### Information given
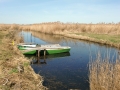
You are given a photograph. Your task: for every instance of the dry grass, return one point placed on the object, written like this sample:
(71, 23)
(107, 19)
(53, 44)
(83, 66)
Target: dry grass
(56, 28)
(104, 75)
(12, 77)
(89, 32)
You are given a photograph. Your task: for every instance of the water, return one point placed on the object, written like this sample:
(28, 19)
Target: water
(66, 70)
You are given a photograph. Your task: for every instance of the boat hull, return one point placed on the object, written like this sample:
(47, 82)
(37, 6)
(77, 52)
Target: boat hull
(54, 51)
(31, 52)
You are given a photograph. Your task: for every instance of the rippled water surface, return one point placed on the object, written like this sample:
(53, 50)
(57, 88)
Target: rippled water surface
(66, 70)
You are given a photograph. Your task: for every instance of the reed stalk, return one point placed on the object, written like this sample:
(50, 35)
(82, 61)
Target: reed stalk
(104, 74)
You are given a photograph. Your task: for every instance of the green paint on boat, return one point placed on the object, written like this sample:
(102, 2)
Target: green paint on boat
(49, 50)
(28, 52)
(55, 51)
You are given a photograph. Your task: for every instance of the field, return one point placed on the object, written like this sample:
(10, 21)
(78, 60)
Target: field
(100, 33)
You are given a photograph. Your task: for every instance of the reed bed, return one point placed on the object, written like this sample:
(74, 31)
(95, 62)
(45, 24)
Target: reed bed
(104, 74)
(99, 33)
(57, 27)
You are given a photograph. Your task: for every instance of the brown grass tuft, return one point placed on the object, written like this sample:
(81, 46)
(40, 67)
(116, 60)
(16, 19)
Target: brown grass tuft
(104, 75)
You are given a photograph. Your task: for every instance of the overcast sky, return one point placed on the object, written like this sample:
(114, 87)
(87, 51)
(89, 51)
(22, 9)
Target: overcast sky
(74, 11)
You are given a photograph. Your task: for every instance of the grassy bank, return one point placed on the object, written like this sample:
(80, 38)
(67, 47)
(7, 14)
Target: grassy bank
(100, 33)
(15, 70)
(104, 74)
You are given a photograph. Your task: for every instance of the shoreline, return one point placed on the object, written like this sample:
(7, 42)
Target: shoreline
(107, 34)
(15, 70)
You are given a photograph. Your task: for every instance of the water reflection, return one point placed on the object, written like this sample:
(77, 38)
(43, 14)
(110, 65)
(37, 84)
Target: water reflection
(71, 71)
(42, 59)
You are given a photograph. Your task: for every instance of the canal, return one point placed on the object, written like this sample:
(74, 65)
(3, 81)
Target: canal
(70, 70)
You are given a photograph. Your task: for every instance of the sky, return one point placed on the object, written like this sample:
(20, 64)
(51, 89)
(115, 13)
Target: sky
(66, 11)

### Requirement
Write out the entries above verbatim; the pictures do not belong in your copy.

### Written reply
You are given a photograph. Your task: for every instance of the dry grass, return one point placed on the object, written like this sample:
(71, 23)
(107, 19)
(53, 44)
(83, 66)
Target: dry grass
(56, 28)
(104, 75)
(12, 77)
(89, 32)
You are given a photograph. Your task: for every instance of the water, return one point placed on the object, written like this sample:
(28, 19)
Target: water
(66, 70)
You are given a photograph. Your task: for every instance of the boat hull, return one point placed on the object, written like this sample:
(47, 82)
(37, 6)
(77, 52)
Target: boat hull
(54, 51)
(31, 52)
You are given a photograph. Your task: for every instance of the rippled water surface, return one point placed on the object, written like this sample:
(53, 50)
(57, 88)
Target: rippled water surface
(66, 70)
You are given a photograph. Your task: for every instance of the reed stalk, return one point placed on the object, written like this sample:
(50, 35)
(82, 61)
Target: reed stalk
(104, 74)
You are given a photograph. Your task: for every instance of the green paint on boat, return one point placed on the object, written like this sample:
(102, 2)
Target: green paint on boat
(49, 50)
(28, 52)
(55, 51)
You are given a photograph. Your task: for every instance of the field, return one point placed on the object, written like this sample:
(10, 21)
(78, 60)
Target: field
(100, 33)
You are given a photograph. Your task: for every instance of the reed bed, return one point placed on the object, written like this sample:
(74, 31)
(95, 62)
(45, 24)
Target: reed bed
(104, 74)
(99, 33)
(57, 27)
You are given a photograph. Your task: for every instance of the brown grass tuft, return one point placed on the object, written like this sample:
(81, 46)
(40, 67)
(116, 60)
(16, 19)
Target: brown grass tuft
(104, 75)
You are given a photograph. Your task: for every instance of the overcast sky, return one point placed on the object, written like this sample:
(114, 87)
(87, 51)
(89, 51)
(22, 9)
Target: overcast sky
(74, 11)
You are given a photograph. Your task: for every instance of the grassy bank, return one point placed on the object, written like this sample:
(80, 38)
(67, 47)
(7, 14)
Target: grassy bank
(100, 33)
(15, 70)
(104, 74)
You are given a photograph. Your task: for every instance of the shoreline, return one point placed on the object, written like this sample:
(7, 42)
Target: shoreline
(107, 34)
(15, 70)
You are given a photograph. Your task: for every instance of the water reflection, return one point placed on the object, written like this sample:
(77, 38)
(43, 14)
(110, 65)
(37, 84)
Target: water reflection
(71, 71)
(42, 59)
You are given a photograph. Your task: for every instance of the canal, return one point placed on the object, written like this sample:
(74, 65)
(3, 81)
Target: canal
(70, 70)
You are given a photograph. Your task: for every instance of the sky, return one point placed on the object, written like this sample:
(20, 64)
(51, 89)
(115, 13)
Target: sky
(66, 11)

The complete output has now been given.